**SELECTED EXTRACT:**
★ ★ ★

Because I think it's empowering.

And I want my kids to be able to, you know, put two fingers up at ready-made foods if they want.

Yeah, yeah.

And when they save money as well.

When did you get into the cauldron?

Oh, I've always loved fires.

Right, okay.

Okay.

Go on.

Always loved fires.

When was your relationship with fires?

You know,

always.

Like, when I was a kid, it was, I'd always, like, you know, nudge people out of the way and I'd be in charge of the barbecue.

Right.

You know, because, like I said, my mum didn't cook very well.

Um, so yeah, and I loved fires.

My dad actually loves fires as well.

Um, my dad's always in charge of the barbecue, but it's definitely a way, so he doesn't have to speak to anyone.

Yeah, well, that's that's another thing I love about cooking, actually, and fires, you know, whichever way you're cooking them, it's all about fire and heat anyway.

Is you're in a zone, yeah, so you're in that zone, you're in like there's room for one captain of this ship, you're in the kitchen, you know, you look as if you're busy, so you don't get into trouble.

Yeah,

you've got your music that you'll love on, and you have got a bottle open of wine, and you're in the zone.

Oh, it's that's I completely associate with that, it's perfect.

Mess around you, you know, if somebody asks you for something, you go, Oh, can you ask your dad to help you?

That kind of thing.

And you can go and host, you can go back and be like, Is everyone all right?

How's everything going?

But then you can always go, sorry, I've just got to go and get something out of the oven.

Yeah, oh, gotta check the cold.

And then just go and have a moment to yourself.

It's perfect.

I'm glad you did.

That's exactly what it is.

I did it on my birthday once, so so I DJed my own birthday party.

So you didn't have to talk.

Yeah, that's really sad.

Yeah, that was quite sad, actually.

Oh, now you bring it up.

I thought I was getting involved.

I thought we were all related to each other.

Especially when you were playing Spandal Bally.

Yeah, yeah, I suppose that.

No, it's a similar situation.

You were sort of barbecuing the beats.

Yeah, I was barbecuing the beats.

And, you know, people could come over and chat to me a little bit.

★ ★ ★

**RECORDS SUPPLIED:**
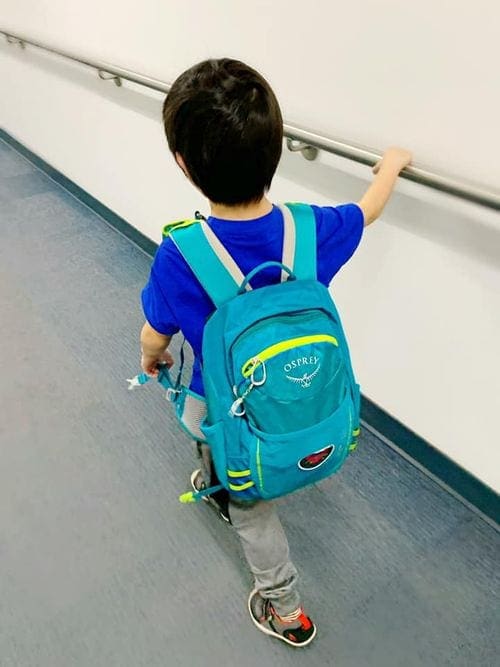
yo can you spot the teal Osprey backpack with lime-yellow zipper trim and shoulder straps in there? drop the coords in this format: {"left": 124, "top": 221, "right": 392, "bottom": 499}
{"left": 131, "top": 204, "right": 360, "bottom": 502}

★ ★ ★

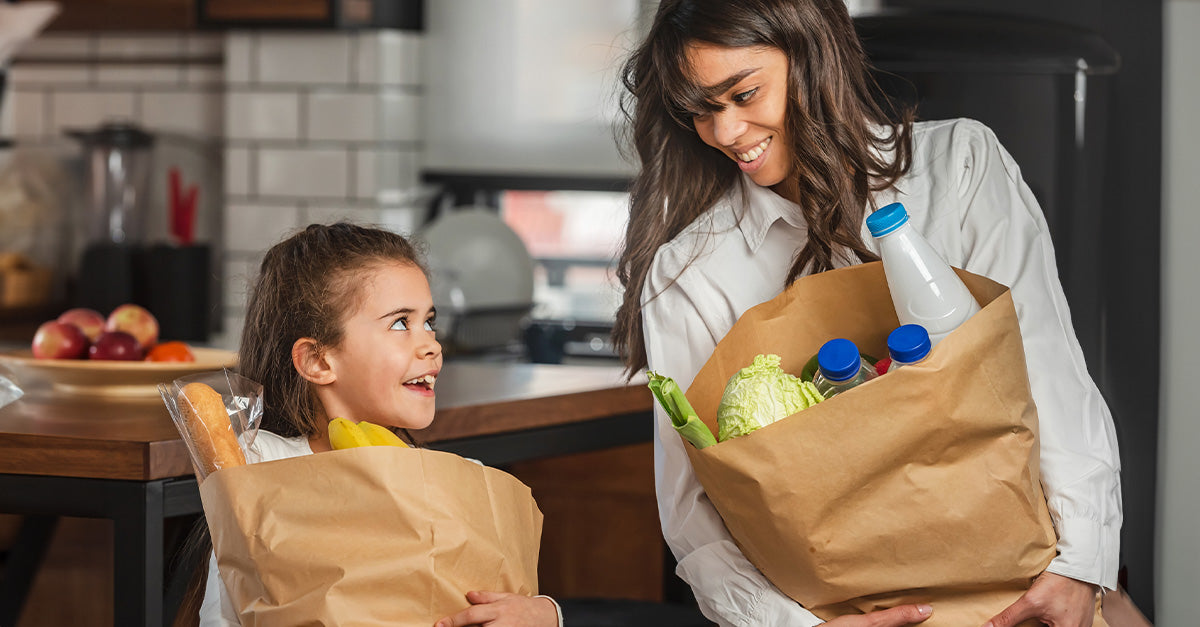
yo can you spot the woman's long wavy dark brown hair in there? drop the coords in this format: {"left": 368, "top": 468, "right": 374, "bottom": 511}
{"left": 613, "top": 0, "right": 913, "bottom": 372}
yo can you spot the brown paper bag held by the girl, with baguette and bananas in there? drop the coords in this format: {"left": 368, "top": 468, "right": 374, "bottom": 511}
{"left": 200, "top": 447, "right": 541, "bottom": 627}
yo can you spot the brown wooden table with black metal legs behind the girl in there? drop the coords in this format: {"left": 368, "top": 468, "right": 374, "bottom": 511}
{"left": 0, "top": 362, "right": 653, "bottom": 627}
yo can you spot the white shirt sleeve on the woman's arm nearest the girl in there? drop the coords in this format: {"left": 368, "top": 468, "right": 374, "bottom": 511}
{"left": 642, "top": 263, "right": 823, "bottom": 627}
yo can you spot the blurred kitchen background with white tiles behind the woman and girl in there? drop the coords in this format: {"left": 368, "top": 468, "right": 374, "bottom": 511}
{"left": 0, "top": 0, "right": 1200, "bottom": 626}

★ ★ ★

**ACTIVITIES:**
(A) In the conversation about cooking and fires, what did one speaker do at their own birthday party?
(B) Retype the stretch of the conversation about cooking and fires from "Yeah, well, that's" through "get into trouble.".

**TASK-BY-TASK RESULTS:**
(A) They DJed it.

(B)
Yeah, well, that's that's another thing I love about cooking, actually, and fires, you know, whichever way you're cooking them, it's all about fire and heat anyway.

Is you're in a zone, yeah, so you're in that zone, you're in like there's room for one captain of this ship, you're in the kitchen, you know, you look as if you're busy, so you don't get into trouble.